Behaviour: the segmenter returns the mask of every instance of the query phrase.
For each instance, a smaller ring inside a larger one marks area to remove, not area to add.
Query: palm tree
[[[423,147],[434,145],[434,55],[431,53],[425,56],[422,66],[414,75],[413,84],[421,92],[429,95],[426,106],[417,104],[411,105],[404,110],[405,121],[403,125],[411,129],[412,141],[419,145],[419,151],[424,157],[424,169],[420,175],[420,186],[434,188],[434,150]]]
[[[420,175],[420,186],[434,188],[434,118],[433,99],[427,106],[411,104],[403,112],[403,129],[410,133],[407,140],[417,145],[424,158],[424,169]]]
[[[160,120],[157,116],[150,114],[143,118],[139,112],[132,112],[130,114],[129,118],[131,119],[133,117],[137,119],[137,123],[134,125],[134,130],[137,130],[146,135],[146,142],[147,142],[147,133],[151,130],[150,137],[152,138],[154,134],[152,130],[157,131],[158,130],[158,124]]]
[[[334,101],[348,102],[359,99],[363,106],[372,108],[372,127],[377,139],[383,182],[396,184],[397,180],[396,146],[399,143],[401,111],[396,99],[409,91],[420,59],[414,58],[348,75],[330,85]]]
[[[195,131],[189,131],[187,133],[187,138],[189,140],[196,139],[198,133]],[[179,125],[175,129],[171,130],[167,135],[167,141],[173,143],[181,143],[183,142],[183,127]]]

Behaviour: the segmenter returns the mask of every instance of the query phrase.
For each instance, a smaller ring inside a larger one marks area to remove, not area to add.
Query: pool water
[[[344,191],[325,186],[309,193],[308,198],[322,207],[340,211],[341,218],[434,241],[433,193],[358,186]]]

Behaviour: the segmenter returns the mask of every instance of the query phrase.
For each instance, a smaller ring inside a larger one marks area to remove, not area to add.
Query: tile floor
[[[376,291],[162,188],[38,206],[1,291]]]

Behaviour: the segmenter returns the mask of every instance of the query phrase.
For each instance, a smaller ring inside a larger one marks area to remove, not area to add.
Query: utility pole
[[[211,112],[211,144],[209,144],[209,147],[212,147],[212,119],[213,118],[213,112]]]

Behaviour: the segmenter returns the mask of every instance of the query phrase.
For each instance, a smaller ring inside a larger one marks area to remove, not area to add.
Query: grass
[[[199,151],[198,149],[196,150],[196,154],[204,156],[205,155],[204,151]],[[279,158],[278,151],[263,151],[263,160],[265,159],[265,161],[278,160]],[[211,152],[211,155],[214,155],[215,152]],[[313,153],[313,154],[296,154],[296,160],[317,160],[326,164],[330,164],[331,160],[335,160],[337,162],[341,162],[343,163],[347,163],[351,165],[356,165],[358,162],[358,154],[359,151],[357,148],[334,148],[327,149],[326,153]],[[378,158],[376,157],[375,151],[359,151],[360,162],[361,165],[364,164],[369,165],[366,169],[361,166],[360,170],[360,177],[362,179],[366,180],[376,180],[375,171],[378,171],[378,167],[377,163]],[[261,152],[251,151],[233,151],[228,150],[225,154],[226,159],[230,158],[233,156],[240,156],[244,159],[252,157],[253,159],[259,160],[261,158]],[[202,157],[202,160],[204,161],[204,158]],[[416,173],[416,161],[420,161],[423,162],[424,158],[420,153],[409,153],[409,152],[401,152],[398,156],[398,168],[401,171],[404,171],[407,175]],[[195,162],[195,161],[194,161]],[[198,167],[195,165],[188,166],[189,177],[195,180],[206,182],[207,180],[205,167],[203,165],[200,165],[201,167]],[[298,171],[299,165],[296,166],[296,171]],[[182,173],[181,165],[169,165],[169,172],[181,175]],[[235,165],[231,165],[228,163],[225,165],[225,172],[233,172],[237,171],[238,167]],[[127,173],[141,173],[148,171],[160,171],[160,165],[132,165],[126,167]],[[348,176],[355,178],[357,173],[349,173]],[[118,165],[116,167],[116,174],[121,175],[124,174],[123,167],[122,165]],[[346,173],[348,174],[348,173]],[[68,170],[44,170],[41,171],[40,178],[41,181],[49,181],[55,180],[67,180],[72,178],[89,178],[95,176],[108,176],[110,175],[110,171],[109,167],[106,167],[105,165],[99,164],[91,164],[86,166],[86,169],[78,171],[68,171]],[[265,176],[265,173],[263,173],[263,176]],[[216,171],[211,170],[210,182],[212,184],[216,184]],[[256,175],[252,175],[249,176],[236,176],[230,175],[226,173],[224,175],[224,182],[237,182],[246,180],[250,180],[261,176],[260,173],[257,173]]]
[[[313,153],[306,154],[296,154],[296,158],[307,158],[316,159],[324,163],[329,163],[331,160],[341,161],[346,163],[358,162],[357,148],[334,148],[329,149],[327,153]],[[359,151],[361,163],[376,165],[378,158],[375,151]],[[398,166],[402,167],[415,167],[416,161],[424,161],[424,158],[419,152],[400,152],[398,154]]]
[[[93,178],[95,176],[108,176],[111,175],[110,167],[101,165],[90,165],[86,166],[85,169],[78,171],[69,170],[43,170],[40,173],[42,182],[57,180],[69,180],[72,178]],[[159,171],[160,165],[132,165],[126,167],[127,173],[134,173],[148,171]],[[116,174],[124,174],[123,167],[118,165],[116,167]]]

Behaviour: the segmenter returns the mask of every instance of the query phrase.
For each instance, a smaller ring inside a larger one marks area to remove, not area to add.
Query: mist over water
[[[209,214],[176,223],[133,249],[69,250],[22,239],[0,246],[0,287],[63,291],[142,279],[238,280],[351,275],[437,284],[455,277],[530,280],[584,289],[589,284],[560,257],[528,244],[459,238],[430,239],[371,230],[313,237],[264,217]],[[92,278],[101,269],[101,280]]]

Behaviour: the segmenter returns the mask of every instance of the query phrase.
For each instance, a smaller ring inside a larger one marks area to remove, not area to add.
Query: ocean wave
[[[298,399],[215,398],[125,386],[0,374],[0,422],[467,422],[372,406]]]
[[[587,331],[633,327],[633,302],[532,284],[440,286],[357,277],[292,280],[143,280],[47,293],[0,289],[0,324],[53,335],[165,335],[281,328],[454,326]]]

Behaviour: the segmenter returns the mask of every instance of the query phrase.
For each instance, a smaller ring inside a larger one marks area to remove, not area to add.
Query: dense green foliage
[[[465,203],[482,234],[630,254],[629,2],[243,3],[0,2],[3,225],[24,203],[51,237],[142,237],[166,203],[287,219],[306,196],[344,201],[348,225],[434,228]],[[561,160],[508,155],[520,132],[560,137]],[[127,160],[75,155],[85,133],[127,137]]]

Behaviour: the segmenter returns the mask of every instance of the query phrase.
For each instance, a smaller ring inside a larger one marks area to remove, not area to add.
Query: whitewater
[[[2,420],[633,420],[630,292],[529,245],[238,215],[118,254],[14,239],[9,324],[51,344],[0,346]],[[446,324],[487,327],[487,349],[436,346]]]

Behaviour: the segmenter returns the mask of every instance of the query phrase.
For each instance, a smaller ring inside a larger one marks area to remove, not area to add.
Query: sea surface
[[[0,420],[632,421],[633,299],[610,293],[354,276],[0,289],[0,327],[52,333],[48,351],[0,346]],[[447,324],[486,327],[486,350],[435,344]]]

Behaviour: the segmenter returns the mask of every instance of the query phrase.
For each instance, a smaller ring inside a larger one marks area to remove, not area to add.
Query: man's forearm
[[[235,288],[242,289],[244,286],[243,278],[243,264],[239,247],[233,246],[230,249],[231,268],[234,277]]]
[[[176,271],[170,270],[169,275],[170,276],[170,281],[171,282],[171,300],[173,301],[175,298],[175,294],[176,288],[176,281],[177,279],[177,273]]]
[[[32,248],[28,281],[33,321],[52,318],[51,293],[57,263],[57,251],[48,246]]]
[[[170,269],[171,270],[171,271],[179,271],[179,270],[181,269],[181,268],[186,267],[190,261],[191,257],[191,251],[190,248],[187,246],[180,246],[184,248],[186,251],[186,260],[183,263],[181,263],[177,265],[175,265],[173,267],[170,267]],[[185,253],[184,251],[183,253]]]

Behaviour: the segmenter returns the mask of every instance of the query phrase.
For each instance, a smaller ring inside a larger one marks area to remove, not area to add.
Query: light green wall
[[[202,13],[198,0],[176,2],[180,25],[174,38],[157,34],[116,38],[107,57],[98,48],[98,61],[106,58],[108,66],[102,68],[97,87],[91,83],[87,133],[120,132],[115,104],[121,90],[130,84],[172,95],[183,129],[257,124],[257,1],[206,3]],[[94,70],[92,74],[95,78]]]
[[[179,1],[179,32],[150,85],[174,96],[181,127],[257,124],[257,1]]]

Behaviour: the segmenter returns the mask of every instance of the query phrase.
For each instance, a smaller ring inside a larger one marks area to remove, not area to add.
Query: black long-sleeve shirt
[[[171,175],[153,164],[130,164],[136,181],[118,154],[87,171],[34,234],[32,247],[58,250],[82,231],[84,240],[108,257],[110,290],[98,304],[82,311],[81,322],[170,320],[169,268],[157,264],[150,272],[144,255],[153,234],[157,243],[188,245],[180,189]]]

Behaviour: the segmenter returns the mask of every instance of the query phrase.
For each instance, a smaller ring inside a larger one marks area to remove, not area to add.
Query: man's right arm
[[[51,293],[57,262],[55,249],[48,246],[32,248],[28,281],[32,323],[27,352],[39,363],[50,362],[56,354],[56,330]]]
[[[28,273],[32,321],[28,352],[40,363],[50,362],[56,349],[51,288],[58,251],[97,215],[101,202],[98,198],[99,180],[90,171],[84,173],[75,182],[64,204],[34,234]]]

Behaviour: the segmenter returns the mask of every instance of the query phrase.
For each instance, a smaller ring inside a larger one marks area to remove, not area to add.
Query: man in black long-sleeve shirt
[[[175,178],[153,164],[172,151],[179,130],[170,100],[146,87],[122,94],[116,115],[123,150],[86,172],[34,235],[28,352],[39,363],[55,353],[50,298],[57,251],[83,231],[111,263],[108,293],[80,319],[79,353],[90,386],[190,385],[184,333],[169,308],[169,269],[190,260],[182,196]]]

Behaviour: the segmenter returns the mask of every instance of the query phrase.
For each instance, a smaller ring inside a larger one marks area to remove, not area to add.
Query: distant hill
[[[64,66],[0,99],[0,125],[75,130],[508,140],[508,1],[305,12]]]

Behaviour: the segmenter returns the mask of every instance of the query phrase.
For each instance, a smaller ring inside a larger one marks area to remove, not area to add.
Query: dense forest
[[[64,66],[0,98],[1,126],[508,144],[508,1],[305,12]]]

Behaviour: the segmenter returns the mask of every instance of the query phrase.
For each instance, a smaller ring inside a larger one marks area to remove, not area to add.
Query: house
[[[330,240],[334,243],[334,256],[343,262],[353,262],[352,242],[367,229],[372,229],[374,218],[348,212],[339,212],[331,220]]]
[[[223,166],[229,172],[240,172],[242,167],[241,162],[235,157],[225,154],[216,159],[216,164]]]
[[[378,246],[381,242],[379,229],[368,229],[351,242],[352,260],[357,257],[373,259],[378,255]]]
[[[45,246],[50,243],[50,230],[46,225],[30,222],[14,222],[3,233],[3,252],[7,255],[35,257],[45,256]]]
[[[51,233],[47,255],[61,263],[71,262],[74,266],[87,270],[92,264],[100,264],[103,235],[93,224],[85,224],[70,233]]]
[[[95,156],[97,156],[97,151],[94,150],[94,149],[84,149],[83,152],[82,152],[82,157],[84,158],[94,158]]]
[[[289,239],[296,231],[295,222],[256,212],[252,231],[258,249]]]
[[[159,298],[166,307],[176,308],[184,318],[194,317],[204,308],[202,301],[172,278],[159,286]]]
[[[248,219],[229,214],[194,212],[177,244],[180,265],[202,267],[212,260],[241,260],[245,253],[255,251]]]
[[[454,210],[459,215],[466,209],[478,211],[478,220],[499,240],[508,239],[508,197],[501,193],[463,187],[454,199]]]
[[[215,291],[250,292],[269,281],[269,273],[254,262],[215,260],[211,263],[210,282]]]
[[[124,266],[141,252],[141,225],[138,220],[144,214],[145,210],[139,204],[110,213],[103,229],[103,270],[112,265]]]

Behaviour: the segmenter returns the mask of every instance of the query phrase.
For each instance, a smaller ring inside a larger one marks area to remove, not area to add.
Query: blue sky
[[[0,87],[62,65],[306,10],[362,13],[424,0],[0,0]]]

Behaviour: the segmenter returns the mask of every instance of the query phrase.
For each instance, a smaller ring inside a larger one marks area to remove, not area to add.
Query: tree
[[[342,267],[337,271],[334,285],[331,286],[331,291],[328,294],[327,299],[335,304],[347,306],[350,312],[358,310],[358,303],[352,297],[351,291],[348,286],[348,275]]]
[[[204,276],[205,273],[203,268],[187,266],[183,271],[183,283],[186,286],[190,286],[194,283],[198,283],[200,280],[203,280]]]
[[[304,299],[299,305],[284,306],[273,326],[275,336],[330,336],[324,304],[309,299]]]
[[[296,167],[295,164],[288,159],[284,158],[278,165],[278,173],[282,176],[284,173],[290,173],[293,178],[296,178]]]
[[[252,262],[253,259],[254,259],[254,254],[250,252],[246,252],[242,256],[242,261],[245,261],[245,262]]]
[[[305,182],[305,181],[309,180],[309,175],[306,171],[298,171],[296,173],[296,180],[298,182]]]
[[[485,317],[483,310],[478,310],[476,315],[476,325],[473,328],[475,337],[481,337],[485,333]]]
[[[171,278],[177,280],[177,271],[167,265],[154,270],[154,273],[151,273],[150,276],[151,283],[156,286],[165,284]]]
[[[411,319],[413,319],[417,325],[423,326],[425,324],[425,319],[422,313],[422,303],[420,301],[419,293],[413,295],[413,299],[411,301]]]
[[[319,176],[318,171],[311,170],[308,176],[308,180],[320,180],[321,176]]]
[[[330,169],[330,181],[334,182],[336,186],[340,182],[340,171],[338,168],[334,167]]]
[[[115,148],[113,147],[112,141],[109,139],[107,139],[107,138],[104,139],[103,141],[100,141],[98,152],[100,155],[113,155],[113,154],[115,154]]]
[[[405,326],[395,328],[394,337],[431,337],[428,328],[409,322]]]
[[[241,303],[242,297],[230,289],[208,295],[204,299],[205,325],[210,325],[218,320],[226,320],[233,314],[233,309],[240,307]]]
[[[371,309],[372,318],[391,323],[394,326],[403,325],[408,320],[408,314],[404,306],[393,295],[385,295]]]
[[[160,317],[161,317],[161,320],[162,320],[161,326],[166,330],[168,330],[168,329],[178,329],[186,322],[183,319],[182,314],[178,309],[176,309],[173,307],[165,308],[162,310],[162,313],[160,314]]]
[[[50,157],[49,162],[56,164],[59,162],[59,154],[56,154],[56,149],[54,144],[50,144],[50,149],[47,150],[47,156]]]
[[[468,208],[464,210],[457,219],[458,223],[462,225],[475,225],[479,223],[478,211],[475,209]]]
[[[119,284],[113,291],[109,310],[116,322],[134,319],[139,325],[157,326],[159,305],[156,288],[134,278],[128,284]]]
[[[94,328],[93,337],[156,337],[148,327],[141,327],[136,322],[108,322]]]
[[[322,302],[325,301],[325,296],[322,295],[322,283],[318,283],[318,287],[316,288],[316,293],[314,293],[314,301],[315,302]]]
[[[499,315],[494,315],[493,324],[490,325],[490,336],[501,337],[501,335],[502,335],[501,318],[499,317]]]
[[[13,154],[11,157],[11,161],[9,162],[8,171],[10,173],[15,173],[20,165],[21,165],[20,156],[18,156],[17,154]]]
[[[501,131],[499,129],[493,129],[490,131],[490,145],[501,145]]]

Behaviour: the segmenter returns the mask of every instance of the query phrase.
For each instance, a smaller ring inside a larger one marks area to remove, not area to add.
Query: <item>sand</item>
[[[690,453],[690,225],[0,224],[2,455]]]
- - -
▸ EXERCISE REQUIREMENTS: Gather every line of the data above that contains the string "sleeve" and copy each such line in full.

▸ EXERCISE RESULT:
Query: black long-sleeve shirt
Query: man in black long-sleeve shirt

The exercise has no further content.